■ PAGE EXCERPT:
● ● ●

Hm.
Kevin, i think you've got a dissociative on your hands.
Your Z is a mess. The delayed reactions may simply be that it takes her that long to get from her interior world "inside" to your world "outside." Ditto the table thing - any perceived threat of embarrassment or humiliation, and your little wingnut would zip back into her shell, turtlelike.
Makes sense on the assignment, too. She forgot to do it, or she lost the time. She lied about being in the library because, just perhaps, she had no idea where she'd been. The hangup may have been a hell of a startle reflex brought on by the fact that she had no clue she was supposed to be in class, or was so embarrassed by your calling her on her perceived failure that she couldn't deal with the situation and pulled a cell-phone tarantula.
Dissociatives, generally, are very bright. She may be perfectly functional at home with Mom - one thing I have learned about being dissociative is that you're as functional as you have to be. She isn't really being held accountable, or being told that she needs to be completely present for class. The other thing is the defense mechanisms are there for a reason. Any time there are Mommy issues, there's quite a tangle, synaptically speaking. Weird stuff fires off at weird times.
Twisted genius may be right, but she may be dissociative - and many dissociatives do have elements of Asperger's Syndrome or autism. So it kind of makes sense. Fight or flight.. your girl chooses flight in social situations - but she probably fights every day to stay sane.
I'm dissociative with a side of Asperger's myself. I'm just not wired like other people. I spent some time in therapy figuring out my stuff so i could fix it, and that helped, but drugs don't. Arnie calls me "Data" because I'm never sure how I'm supposed to react to a given situation or whether what I'm feeling is the appropriate emotion for the stimulus. My therapist called me "emotionally retarded," and we literally worked for years on how to make time more constant, how to be more aware of what's going on around me, how to fit into society. I'm a fair actress, so I was lucky that I learned by high school what to do - but sometimes, i laughed too soon instead of too late, by overcompensation.
I suspect that your Z feels very strongly, very deeply, and has no idea what to do with emotion. It feels scary and dangerous to her, and people are a mystery. That she comes to class at all is probably due to some effort on her part. You're not seeing Z, you're seeing whatever bits of facade she pulls together to send to class. That's why, when she does write, it's unusually strong - she feels the same things other people feel, but lacks the veil of social decorum. One wonders what happened to her.
j
As I told Julie privately, I'm slapping this letter up to compensate for the overall lack of compassion I'd shown Z in my own posts about her.

● ● ●

■ Dataset items:
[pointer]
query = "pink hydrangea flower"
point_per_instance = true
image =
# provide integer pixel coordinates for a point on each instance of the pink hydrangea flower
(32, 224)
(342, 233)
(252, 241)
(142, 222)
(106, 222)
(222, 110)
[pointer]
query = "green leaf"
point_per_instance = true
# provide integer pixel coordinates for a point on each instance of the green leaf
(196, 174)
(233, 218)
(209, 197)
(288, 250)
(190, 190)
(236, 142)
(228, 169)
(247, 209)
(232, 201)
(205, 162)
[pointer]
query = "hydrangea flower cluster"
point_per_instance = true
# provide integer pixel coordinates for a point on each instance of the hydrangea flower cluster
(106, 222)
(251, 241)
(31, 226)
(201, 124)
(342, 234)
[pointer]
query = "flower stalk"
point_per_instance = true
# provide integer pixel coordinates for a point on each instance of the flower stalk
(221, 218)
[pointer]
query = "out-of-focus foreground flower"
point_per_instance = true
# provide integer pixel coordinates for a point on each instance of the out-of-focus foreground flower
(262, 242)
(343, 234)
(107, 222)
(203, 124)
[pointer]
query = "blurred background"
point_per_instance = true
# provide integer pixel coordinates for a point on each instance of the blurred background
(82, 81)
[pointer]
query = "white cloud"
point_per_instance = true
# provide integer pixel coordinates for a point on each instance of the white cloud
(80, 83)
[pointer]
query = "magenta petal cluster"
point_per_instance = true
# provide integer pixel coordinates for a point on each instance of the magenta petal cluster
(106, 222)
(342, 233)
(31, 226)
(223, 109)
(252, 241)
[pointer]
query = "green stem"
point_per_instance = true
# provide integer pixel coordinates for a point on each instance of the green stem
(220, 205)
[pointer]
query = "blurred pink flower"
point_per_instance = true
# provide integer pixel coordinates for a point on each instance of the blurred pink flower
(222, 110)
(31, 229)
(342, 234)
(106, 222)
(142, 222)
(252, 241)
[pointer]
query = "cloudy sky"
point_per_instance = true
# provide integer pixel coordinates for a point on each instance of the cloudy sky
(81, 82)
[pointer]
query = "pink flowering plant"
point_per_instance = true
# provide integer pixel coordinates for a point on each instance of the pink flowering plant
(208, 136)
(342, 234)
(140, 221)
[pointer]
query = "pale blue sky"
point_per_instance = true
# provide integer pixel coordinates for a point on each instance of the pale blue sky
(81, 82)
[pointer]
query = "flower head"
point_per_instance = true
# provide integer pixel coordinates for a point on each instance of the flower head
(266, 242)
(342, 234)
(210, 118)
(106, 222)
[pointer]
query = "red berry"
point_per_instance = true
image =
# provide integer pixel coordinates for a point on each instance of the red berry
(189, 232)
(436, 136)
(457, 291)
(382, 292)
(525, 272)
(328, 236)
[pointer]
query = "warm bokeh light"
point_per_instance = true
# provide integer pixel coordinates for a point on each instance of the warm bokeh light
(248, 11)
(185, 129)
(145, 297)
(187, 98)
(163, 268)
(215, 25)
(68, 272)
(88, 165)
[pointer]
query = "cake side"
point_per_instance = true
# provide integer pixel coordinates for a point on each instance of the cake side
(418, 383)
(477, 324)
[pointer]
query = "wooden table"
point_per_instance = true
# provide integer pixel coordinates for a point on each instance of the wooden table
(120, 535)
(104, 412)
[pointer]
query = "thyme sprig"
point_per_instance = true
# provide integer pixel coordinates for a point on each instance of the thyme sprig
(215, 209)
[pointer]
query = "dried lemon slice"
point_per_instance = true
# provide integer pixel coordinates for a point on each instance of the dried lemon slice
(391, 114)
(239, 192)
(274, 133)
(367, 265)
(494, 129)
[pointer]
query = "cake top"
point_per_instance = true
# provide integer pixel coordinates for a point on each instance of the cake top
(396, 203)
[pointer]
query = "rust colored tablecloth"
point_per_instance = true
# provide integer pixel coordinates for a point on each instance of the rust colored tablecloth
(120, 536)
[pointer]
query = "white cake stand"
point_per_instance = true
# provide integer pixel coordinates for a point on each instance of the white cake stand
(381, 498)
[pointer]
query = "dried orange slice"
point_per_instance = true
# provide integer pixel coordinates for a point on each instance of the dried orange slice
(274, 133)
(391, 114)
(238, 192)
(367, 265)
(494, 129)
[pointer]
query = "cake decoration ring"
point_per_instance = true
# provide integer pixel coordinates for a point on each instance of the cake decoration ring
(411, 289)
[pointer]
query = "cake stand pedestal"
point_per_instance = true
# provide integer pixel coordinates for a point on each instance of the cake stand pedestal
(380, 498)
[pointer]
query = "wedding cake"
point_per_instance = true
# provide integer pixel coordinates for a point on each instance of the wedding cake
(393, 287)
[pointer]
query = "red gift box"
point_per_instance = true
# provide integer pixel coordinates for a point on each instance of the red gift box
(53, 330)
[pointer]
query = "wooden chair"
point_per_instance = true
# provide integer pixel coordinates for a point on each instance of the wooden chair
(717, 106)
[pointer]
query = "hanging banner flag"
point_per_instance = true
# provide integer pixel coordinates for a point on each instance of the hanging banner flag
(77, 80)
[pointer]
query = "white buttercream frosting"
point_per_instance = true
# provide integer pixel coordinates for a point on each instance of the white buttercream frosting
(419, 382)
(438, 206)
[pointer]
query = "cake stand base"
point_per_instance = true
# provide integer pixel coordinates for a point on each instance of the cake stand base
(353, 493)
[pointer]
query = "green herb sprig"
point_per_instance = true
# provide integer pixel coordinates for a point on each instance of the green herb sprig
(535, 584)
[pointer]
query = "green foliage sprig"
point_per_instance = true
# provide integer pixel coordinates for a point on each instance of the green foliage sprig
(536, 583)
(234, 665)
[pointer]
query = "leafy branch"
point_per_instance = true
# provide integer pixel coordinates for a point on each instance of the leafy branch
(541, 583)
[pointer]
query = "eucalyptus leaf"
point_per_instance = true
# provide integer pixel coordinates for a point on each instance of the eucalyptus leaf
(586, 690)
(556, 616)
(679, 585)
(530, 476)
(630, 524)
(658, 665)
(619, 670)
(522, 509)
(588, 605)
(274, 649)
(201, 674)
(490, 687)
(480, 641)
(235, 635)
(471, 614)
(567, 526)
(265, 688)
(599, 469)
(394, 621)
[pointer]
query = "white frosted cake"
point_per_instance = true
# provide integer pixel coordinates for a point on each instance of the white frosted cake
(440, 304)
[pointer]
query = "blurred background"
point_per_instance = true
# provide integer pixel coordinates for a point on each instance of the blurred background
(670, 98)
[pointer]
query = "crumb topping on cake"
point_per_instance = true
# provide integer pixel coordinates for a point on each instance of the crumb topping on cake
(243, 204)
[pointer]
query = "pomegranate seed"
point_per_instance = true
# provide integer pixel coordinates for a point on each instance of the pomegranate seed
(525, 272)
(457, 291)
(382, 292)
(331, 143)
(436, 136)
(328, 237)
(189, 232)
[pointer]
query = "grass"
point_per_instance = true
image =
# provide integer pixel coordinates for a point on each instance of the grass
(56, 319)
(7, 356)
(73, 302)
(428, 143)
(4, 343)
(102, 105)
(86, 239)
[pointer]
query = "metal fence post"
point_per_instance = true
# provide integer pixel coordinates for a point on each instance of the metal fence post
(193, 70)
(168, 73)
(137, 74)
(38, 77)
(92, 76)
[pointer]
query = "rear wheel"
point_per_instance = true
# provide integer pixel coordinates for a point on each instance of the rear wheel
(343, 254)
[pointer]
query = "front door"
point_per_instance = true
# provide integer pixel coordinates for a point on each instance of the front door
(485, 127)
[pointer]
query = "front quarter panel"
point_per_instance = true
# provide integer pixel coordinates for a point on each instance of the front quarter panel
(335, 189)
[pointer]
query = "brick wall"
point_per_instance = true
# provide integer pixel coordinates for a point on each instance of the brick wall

● ● ●

■ TASK ITEM A:
Answer these questions from the letter about Z:
(i) What nickname does Arnie use for the writer?
(ii) According to the letter, how bright are dissociatives generally?
(iii) What does the writer say did not help, unlike time in therapy?
■ TASK ITEM B:
Quote the letter about Z between "Kevin, i think" and "a cell-phone tarantula.", inclusive.
The records have nothing to do with what is asked here.

■ EXERCISE OUTPUT A:
(i) "Data"
(ii) Very bright
(iii) Drugs

■ EXERCISE OUTPUT B:
Kevin, i think you've got a dissociative on your hands.
Your Z is a mess. The delayed reactions may simply be that it takes her that long to get from her interior world "inside" to your world "outside." Ditto the table thing - any perceived threat of embarrassment or humiliation, and your little wingnut would zip back into her shell, turtlelike.
Makes sense on the assignment, too. She forgot to do it, or she lost the time. She lied about being in the library because, just perhaps, she had no idea where she'd been. The hangup may have been a hell of a startle reflex brought on by the fact that she had no clue she was supposed to be in class, or was so embarrassed by your calling her on her perceived failure that she couldn't deal with the situation and pulled a cell-phone tarantula.